Exercise aim: Copy the solar cell passage from the words "A selective emitter" through the words "the p-n junction.", and rename "minority carriers" to "minority charge carriers" throughout that stretch.

(Selected passage begins)

A selective emitter design for a solar cell also has the advantage of higher efficiency cells due to reduced minority carrier losses through recombination due to lower dopant/impurity dose in the exposed regions of the emitter layer. The higher doping under the contact regions provides a field that repels the minority carriers generated in the emitter and pushes them towards the p-n junction.
The embodiment shown in FIG. 3 requires contacts on both sides of the substrate, thereby reducing the available area of the front surface through which photons may pass. A cross section of a second embodiment of a solar cell 400 is shown in FIG. 6. Fundamentally, the physics of this embodiment is similar, in which a p-n junction is used to create an electric field which separates the generated electron hole pairs. However, rather than create the p-n junction across the entire substrate, as done in the previous embodiment, the junctions are only created in portions of the substrate 400. In this embodiment, a negatively doped silicon substrate 410 is used. In certain embodiments, a more negatively biased front surface field (FSF) 420 is created by implanting addition n-type dopants in the front surface. This front surface is then coated with an anti-reflective material 430. This front surface is often etched to create a sawtooth or other non-planar surface, so as to increase surface area. The metallic contacts or fingers 470 are all located on the bottom surface of the substrate. Certain portions of the bottom surface are implanted with p-type dopants to create emitters 440. Other portions are implanted with n-type dopants to create more negatively biased back surface field 450. The back surface is coated with a dielectric layer 460 to enhance the reflectivity of the back surface. Metal fingers 470a are attached to the emitter 440 and fingers 470b attaches to the BSF 450. FIG. 7 shows one commonly used configuration of the metal fingers on the back surface. This type of cell is known as an interdigitated back contact (IBC) solar cell.

(Selected passage ends)
(Record set begins)

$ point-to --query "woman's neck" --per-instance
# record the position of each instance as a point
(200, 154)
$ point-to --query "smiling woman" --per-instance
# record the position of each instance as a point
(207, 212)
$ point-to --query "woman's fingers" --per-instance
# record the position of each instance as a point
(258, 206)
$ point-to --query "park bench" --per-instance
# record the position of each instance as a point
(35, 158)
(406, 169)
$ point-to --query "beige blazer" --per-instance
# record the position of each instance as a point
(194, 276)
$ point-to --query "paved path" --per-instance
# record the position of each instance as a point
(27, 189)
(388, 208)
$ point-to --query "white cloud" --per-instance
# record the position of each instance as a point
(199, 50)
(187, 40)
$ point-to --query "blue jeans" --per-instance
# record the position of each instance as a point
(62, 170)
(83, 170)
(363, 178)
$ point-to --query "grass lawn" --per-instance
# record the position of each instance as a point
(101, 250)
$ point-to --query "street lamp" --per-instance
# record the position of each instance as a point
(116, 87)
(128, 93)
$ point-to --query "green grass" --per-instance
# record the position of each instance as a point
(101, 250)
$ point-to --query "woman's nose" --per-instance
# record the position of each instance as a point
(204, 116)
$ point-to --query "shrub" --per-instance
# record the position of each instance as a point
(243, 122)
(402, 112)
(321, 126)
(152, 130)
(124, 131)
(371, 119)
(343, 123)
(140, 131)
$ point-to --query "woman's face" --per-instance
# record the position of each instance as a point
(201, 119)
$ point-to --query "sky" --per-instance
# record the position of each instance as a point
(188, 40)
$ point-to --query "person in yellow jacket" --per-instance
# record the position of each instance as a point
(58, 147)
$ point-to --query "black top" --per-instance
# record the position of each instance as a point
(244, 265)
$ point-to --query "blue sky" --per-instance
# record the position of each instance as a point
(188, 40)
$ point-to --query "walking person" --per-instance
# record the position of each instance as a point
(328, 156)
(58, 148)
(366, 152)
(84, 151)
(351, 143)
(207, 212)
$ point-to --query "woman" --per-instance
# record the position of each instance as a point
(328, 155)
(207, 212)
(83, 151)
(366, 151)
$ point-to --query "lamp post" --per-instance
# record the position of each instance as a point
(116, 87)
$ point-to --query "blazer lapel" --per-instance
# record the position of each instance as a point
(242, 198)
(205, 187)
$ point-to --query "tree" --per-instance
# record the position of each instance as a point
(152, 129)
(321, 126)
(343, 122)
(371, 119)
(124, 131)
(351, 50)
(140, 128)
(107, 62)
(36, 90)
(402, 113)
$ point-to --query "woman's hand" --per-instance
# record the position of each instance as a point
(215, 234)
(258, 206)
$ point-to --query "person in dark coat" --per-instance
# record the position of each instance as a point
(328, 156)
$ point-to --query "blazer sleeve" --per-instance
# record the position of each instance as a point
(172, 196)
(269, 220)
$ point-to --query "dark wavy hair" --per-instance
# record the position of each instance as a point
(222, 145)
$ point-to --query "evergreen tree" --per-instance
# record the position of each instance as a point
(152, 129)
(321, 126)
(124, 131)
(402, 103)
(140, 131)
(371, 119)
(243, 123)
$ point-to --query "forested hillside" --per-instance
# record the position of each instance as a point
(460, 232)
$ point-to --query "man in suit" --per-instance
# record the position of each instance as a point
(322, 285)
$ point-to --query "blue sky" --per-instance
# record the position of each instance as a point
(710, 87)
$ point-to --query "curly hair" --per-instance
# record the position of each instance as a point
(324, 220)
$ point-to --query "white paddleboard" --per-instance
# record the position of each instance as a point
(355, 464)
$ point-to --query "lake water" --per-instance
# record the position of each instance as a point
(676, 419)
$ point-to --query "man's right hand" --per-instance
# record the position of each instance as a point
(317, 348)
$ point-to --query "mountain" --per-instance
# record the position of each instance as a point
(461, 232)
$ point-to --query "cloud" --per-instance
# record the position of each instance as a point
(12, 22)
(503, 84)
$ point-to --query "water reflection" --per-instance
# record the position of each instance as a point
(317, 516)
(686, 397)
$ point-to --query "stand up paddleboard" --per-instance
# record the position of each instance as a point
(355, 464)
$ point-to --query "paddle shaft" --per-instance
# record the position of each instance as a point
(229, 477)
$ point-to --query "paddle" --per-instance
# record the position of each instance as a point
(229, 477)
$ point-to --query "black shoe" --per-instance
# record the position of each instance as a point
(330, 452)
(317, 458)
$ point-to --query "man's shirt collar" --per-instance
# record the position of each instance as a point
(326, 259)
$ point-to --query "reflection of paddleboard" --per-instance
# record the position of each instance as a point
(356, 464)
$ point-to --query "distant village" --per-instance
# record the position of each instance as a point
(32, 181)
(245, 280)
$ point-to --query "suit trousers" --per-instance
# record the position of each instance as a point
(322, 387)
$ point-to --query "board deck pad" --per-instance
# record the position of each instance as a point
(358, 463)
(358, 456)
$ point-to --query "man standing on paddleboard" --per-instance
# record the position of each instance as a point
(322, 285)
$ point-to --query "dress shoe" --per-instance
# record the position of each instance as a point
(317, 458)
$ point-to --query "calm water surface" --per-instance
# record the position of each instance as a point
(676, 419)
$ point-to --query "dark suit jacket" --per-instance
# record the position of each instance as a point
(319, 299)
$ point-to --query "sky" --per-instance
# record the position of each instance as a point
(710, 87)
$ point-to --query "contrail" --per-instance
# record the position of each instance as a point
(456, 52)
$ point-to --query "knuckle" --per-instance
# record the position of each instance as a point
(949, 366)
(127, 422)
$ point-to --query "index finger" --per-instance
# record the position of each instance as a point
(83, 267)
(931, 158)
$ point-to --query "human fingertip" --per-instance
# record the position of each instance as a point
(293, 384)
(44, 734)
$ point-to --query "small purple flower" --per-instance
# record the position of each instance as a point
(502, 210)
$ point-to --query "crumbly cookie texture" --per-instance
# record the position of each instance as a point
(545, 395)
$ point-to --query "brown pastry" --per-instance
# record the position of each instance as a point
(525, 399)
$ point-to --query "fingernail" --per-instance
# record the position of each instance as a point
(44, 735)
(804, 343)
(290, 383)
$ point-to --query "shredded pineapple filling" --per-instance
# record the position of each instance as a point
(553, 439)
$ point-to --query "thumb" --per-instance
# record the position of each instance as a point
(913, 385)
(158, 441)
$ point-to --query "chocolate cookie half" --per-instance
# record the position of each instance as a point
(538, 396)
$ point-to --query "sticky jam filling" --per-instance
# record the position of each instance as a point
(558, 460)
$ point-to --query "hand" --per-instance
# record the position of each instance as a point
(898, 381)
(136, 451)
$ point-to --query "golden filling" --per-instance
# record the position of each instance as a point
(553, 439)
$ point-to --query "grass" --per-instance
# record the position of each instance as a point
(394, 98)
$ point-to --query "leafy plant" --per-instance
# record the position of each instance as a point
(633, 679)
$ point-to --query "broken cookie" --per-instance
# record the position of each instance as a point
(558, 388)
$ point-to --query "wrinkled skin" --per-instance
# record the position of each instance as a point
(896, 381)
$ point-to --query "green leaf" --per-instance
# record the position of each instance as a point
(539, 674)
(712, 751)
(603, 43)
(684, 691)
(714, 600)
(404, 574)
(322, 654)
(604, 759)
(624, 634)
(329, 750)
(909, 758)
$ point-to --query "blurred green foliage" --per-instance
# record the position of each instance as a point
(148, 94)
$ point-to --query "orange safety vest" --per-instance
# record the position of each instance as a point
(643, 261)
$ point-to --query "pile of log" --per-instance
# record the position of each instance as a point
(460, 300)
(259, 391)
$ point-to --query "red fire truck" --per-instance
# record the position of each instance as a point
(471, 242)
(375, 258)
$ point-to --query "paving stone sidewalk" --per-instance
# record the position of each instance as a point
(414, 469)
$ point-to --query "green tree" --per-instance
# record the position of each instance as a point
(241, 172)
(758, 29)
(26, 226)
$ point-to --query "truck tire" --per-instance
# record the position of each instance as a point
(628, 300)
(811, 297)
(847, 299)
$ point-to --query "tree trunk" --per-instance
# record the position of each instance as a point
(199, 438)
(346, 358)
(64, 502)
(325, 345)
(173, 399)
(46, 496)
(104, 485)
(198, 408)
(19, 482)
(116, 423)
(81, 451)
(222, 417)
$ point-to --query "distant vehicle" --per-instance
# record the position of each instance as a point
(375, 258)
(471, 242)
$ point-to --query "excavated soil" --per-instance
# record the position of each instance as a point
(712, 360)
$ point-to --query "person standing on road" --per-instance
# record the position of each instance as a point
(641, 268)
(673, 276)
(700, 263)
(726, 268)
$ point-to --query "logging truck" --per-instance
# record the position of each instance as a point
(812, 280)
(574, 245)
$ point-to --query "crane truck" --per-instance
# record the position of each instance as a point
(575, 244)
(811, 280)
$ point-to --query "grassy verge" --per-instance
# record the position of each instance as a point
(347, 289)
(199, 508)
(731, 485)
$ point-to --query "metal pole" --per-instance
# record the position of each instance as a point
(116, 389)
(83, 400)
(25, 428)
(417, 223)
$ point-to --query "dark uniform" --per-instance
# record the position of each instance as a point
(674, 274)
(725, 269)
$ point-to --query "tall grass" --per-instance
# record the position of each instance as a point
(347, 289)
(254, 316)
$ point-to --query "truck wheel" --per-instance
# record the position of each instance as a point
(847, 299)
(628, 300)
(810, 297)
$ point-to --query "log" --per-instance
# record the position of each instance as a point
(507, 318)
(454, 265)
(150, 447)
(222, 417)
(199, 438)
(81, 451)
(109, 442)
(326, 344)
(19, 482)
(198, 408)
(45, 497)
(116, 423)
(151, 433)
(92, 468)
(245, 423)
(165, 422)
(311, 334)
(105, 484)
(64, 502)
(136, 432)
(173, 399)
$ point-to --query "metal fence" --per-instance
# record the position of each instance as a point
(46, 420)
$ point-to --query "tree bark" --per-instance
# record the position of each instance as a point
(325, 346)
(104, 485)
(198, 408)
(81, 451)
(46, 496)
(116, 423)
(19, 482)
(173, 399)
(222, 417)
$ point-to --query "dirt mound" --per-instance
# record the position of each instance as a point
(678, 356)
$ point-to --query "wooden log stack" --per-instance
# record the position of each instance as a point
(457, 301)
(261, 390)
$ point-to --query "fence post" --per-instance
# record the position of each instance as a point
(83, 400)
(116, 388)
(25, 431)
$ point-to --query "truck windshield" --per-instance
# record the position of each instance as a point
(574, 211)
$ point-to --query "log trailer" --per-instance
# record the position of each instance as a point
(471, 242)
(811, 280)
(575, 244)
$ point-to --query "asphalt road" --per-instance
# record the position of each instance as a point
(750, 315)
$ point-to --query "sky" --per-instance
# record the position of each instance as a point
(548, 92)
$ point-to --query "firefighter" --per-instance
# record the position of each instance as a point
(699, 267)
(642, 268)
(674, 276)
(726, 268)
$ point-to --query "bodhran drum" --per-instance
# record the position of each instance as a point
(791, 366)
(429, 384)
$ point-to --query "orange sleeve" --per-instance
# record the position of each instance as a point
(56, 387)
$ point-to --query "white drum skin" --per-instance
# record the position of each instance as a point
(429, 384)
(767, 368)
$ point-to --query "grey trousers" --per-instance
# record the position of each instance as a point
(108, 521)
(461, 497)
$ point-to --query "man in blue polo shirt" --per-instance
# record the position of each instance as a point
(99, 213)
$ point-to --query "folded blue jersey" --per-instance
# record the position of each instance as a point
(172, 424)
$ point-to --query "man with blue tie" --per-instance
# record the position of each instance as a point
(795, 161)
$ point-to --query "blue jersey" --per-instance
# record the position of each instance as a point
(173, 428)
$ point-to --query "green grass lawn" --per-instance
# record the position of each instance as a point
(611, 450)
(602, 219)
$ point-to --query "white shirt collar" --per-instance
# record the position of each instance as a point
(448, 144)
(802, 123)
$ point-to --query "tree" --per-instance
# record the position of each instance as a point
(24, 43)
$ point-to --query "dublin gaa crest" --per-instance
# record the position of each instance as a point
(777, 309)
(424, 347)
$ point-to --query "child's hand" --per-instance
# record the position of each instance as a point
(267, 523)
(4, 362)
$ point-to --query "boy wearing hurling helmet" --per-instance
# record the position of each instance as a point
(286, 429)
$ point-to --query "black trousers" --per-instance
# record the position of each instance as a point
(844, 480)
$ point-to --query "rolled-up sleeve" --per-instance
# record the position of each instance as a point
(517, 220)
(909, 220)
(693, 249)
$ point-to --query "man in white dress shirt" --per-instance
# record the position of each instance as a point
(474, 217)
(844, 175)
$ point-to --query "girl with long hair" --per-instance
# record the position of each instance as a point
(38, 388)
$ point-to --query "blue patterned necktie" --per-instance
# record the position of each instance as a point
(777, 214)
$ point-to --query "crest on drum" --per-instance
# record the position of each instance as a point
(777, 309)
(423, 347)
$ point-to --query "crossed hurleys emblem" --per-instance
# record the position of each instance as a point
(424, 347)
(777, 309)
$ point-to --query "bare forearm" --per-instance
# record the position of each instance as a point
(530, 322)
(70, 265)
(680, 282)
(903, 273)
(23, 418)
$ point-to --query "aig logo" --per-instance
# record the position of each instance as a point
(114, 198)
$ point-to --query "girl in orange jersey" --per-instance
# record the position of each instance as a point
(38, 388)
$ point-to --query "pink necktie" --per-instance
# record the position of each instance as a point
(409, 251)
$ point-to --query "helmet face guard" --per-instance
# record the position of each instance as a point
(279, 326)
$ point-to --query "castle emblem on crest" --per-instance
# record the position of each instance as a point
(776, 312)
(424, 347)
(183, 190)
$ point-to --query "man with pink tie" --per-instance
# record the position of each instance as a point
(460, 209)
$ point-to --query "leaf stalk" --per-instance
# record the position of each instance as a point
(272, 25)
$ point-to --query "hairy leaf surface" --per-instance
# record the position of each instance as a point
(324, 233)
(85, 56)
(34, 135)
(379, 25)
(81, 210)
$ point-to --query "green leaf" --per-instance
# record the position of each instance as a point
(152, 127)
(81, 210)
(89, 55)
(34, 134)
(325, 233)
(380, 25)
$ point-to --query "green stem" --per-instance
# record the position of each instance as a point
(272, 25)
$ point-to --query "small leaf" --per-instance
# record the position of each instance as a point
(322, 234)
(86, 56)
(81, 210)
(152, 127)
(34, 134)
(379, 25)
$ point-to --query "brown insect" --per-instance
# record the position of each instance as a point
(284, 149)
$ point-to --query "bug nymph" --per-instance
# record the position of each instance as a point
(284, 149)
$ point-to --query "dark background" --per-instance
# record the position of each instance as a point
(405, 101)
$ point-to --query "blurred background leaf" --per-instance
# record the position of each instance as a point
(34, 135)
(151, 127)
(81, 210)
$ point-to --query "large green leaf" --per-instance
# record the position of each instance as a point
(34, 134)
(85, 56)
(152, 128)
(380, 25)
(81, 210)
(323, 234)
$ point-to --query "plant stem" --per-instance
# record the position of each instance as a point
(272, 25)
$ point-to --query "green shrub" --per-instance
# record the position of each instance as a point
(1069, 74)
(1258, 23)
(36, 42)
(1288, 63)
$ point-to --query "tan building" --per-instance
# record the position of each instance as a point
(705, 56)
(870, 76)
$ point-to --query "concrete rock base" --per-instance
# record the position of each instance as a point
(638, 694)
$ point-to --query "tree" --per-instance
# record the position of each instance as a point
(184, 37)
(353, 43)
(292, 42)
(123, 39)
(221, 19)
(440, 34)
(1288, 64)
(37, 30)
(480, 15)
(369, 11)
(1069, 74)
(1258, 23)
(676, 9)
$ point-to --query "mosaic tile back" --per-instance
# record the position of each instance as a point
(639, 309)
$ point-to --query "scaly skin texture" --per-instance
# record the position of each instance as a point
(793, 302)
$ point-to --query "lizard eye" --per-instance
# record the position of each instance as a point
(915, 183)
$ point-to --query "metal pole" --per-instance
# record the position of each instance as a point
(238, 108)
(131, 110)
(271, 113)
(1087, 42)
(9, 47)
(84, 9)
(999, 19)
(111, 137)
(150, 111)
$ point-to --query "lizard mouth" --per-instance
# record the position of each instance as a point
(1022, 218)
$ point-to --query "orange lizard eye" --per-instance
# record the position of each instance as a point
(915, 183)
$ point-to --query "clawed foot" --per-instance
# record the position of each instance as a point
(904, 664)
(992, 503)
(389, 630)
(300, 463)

(Record set ends)

Response below:
A selective emitter design for a solar cell also has the advantage of higher efficiency cells due to reduced minority carrier losses through recombination due to lower dopant/impurity dose in the exposed regions of the emitter layer. The higher doping under the contact regions provides a field that repels the minority charge carriers generated in the emitter and pushes them towards the p-n junction.